(Rows from a pointing dataset)
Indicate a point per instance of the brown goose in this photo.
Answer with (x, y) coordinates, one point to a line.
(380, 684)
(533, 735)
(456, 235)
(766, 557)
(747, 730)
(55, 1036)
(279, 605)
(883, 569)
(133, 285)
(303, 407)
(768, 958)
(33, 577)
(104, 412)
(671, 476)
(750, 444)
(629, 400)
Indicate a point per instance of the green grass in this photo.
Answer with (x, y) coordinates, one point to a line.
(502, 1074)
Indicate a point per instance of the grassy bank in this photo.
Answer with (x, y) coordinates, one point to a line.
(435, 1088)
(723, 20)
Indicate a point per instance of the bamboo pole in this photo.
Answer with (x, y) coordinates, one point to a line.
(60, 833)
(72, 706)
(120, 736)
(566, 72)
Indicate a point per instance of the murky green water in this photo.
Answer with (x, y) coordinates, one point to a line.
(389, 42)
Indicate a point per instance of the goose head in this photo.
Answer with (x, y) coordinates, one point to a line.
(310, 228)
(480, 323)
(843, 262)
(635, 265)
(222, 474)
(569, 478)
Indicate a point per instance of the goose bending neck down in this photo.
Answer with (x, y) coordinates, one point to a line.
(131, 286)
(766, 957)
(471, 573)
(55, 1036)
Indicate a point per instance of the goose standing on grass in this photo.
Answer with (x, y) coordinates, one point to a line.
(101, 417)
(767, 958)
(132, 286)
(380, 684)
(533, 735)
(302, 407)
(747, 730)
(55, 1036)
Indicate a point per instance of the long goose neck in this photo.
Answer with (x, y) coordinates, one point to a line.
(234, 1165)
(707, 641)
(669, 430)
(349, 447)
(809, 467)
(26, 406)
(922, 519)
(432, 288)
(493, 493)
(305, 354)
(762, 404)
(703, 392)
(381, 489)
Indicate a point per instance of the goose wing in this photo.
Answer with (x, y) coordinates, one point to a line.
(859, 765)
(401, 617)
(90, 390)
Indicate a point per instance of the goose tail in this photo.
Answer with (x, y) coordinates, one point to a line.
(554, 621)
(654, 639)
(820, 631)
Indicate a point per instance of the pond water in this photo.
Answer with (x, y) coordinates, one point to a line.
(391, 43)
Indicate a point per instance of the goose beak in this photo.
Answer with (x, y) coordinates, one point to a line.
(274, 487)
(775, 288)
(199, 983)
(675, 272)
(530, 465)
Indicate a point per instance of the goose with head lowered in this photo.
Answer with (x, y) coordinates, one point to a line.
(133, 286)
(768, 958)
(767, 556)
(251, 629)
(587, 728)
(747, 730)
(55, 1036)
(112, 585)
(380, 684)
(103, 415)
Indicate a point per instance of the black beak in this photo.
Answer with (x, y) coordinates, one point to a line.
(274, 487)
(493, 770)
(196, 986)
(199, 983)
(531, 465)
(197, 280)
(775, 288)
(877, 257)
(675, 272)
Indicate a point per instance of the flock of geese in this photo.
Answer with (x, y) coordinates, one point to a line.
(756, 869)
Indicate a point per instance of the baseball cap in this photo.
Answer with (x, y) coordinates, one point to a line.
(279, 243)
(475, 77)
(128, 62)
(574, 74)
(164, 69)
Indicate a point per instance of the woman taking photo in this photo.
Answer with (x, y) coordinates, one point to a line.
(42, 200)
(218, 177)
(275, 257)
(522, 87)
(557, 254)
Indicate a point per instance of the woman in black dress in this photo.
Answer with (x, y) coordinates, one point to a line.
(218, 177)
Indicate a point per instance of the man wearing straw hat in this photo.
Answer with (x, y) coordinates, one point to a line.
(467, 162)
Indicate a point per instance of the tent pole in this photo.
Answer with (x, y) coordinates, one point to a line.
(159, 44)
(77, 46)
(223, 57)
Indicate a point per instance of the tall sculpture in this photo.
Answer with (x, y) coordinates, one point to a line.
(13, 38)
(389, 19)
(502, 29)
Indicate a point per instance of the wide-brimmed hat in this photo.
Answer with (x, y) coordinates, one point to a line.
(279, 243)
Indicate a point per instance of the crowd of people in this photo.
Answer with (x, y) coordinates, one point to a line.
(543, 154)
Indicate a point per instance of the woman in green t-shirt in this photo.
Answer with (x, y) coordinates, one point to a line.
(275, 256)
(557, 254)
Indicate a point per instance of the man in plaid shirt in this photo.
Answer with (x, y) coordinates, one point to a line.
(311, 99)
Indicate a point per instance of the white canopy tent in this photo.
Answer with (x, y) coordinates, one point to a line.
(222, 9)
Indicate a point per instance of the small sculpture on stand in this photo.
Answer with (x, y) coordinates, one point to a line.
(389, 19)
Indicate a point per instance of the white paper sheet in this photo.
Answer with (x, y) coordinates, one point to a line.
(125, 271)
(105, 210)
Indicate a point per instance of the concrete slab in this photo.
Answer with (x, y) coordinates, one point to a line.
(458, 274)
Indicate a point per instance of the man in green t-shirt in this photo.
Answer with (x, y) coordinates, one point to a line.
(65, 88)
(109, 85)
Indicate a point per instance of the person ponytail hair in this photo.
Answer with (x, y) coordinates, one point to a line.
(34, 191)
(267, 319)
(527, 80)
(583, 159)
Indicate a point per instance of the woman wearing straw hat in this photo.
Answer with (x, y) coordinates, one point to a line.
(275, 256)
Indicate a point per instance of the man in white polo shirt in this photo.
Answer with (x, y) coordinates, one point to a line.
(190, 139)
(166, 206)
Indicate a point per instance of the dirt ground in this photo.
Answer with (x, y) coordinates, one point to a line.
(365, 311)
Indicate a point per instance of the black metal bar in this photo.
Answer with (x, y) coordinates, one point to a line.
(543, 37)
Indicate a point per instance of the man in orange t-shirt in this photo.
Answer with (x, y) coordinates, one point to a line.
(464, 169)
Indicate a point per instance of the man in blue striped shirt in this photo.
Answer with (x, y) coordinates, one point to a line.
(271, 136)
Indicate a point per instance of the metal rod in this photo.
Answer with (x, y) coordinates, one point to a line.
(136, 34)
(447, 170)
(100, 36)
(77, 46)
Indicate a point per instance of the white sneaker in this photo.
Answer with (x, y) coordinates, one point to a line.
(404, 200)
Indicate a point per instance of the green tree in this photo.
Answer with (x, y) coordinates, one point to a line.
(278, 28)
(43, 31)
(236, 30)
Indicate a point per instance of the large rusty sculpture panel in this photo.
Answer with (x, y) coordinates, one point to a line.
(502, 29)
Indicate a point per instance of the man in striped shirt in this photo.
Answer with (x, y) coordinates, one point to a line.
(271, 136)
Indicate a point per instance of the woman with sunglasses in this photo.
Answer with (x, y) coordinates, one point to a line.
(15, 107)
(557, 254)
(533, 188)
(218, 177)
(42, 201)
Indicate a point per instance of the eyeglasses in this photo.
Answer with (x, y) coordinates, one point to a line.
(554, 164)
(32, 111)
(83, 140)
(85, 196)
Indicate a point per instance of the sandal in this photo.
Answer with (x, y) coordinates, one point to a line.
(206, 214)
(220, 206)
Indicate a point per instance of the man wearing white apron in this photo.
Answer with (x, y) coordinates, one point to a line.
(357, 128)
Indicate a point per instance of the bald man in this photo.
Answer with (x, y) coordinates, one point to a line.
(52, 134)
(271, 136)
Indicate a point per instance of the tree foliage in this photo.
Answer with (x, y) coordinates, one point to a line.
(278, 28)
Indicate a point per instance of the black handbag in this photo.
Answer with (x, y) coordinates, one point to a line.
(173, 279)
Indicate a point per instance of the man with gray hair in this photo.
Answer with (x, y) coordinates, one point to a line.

Written task.
Quote the entire listing above exactly.

Solution.
Indicate a point per instance of the brown goose in this photo.
Answer with (x, y) coordinates, one point to a line.
(380, 684)
(533, 735)
(456, 235)
(766, 557)
(747, 730)
(55, 1036)
(279, 605)
(883, 569)
(133, 285)
(303, 407)
(768, 958)
(33, 577)
(104, 412)
(671, 476)
(750, 444)
(629, 400)
Indicate a point per instance of the green grass in this photo.
Answer with (x, y) coordinates, one point to a line.
(502, 1074)
Indicate a point per instance of the grassy bank in this photo.
Answer with (x, y) coordinates, one point to a line.
(435, 1088)
(723, 20)
Indicate a point per instance of the bamboo pole in this photo.
Answer with (x, y) coordinates, one point to a line.
(60, 833)
(72, 706)
(120, 736)
(566, 72)
Indicate a point per instance of the murky green water in this photo.
Answer with (x, y) coordinates, one point to a line.
(389, 42)
Indicate a point per instance of the goose head in this photo.
Answer with (x, y) coordinates, one point to a line.
(310, 228)
(480, 323)
(843, 262)
(635, 265)
(222, 474)
(569, 478)
Indicate a point per instance of the goose bending neck down in this photo.
Answer with (x, y) coordinates, one point to a line.
(131, 286)
(766, 957)
(471, 573)
(55, 1036)
Indicate a point per instance of the goose standing on grass in this photo.
Answer with (x, y) coordinates, one point to a line.
(101, 417)
(767, 958)
(132, 286)
(380, 684)
(533, 735)
(302, 407)
(747, 730)
(55, 1036)
Indicate a point per instance of the long goose neck in this photo.
Answer with (x, y) coordinates, one point to a line.
(234, 1165)
(707, 641)
(669, 430)
(349, 447)
(809, 467)
(26, 406)
(922, 519)
(432, 288)
(493, 493)
(305, 354)
(762, 404)
(703, 392)
(381, 489)
Indicate a point per instance of the goose wing in this photo.
Answer with (x, y) coordinates, one point to a line.
(859, 765)
(401, 617)
(90, 390)
Indicate a point per instance of the goose tail in this photo.
Answer with (x, y) coordinates, one point to a line.
(554, 621)
(654, 639)
(820, 631)
Indicate a point per instance of the pond water in this photo.
Answer with (x, y) coordinates, one point to a line.
(391, 43)
Indicate a point per instance of the goose beak in this photo.
Answer with (x, y) coordinates, one point to a line.
(274, 487)
(775, 288)
(199, 983)
(675, 272)
(530, 465)
Indicate a point per instance of the goose with head lowered in this photo.
Answer with (x, y) coordinates, one point to a line.
(133, 286)
(768, 958)
(767, 556)
(251, 629)
(587, 728)
(747, 730)
(55, 1036)
(112, 585)
(380, 684)
(103, 415)
Indicate a point per instance of the black beak in this photo.
Answer with (x, y) coordinates, one point to a line.
(274, 487)
(493, 770)
(196, 986)
(199, 983)
(531, 465)
(197, 280)
(775, 288)
(877, 257)
(675, 272)
Indicate a point per instance of the flock of geese in this photo.
Answer with (x, y) coordinates, one point to a line.
(756, 869)
Indicate a point per instance of the baseball cap in this photo.
Answer with (x, y) coordinates, one point to a line.
(279, 243)
(475, 77)
(128, 62)
(574, 74)
(164, 69)
Indicate a point per instance of the woman taking photo in this photo.
Answer with (x, y) coordinates, one point to a line.
(42, 200)
(218, 177)
(275, 257)
(522, 87)
(557, 254)
Indicate a point per instance of the woman in black dress in this photo.
Answer with (x, y) coordinates, one point to a line.
(218, 177)
Indicate a point per instance of the man wearing straw hat in this photo.
Answer with (x, y) coordinates, one point to a line.
(467, 162)
Indicate a point per instance of the tent pole in this photo.
Answer with (x, y) coordinates, one point to a line.
(159, 44)
(77, 46)
(223, 57)
Indicate a point per instance of the tall sculpture in this photo.
Answer with (x, y) coordinates, one point to a line.
(13, 38)
(389, 19)
(502, 29)
Indicate a point per instance of the wide-brimmed hat in this photo.
Answer with (x, y) coordinates, one point to a line.
(279, 243)
Indicate a point per instance of the crowd of people in this photo.
Answer with (x, y) coordinates, one point to a line.
(543, 154)
Indicate a point per instance of the woman in green t-shirt in this photo.
Answer with (x, y) coordinates, one point to a line.
(275, 256)
(557, 254)
Indicate a point per instance of the man in plaid shirt in this photo.
Answer with (x, y) coordinates, one point to a line.
(311, 99)
Indicate a point per instance of the white canopy tent in this photo.
Answer with (x, y) coordinates, one point to a line.
(222, 9)
Indicate a point per instance of the small sculpture on stand in this photo.
Answer with (x, y) coordinates, one point to a line.
(389, 19)
Indicate a point per instance of the white paper sheet in this photo.
Answer with (x, y) coordinates, one point to a line.
(125, 271)
(105, 210)
Indicate a point per instance of the concrete slab in this photo.
Answer with (x, y) coordinates, one point to a line.
(458, 274)
Indicate a point per instance of the man in green t-shirt in this photo.
Answer with (x, y) coordinates, one point to a line.
(65, 88)
(109, 85)
Indicate a point per instance of the person ponytail hair in this photo.
Answer with (x, y) coordinates, one point to a line.
(34, 191)
(267, 319)
(527, 80)
(583, 159)
Indicate a point per instance of the woman wearing straw hat in this photo.
Answer with (x, y) coordinates, one point to a line.
(275, 256)
Indicate a point per instance of the man in white polo shirt in this photo.
Answer with (x, y) coordinates, one point to a line.
(190, 139)
(166, 206)
Indicate a point per instance of the dirt ground in this photo.
Answer with (x, y) coordinates, one point to a line.
(365, 311)
Indicate a point per instance of the black metal bar in this photo.
Answer with (x, y) coordinates, one point to a line.
(543, 37)
Indicate a point per instance of the man in orange t-shirt in this photo.
Answer with (x, y) coordinates, one point to a line.
(464, 169)
Indicate a point per instance of the man in blue striped shirt in this photo.
Answer with (x, y) coordinates, one point to a line.
(271, 136)
Indicate a point per instance of the metal rod in this photo.
Answer with (x, y) coordinates, one point to a line.
(136, 34)
(447, 170)
(100, 36)
(77, 46)
Indicate a point per instance of the white sneaker in this photo.
Answer with (x, y) coordinates, one point to a line.
(404, 200)
Indicate a point per instance of the green tree in this photo.
Answer with (x, y) coordinates, one point to a line.
(278, 28)
(43, 31)
(236, 30)
Indicate a point per instance of the large rusty sculpture panel in this photo.
Answer with (x, y) coordinates, one point to a line.
(502, 29)
Indicate a point per instance of the man in striped shirt in this photo.
Answer with (x, y) coordinates, one point to a line.
(271, 136)
Indicate a point per instance of the woman with sunglasses in this photo.
Answer with (x, y) coordinates, one point to a line.
(15, 107)
(557, 254)
(533, 188)
(218, 177)
(42, 201)
Indicate a point per instance of the eyeglasses in this photo.
Answer with (x, y) coordinates, one point to a line.
(554, 164)
(32, 111)
(83, 140)
(85, 196)
Indicate a point per instance of the sandal in this photo.
Answer with (x, y) coordinates, one point to a line.
(206, 214)
(220, 206)
Indicate a point per instance of the man wearing white apron in this photo.
Answer with (x, y) coordinates, one point to a line.
(357, 128)
Indicate a point per instance of the bald man in this photo.
Answer with (x, y) coordinates, one point to a line.
(52, 134)
(271, 136)
Indicate a point per instance of the tree foliage in this photo.
Answer with (x, y) coordinates, one point to a line.
(278, 28)
Indicate a point per instance of the black handbag in this photo.
Answer with (x, y) coordinates, one point to a line.
(173, 279)
Indicate a point per instance of the man with gray hair in this photo.
Answer with (x, y) coordinates, one point to a line.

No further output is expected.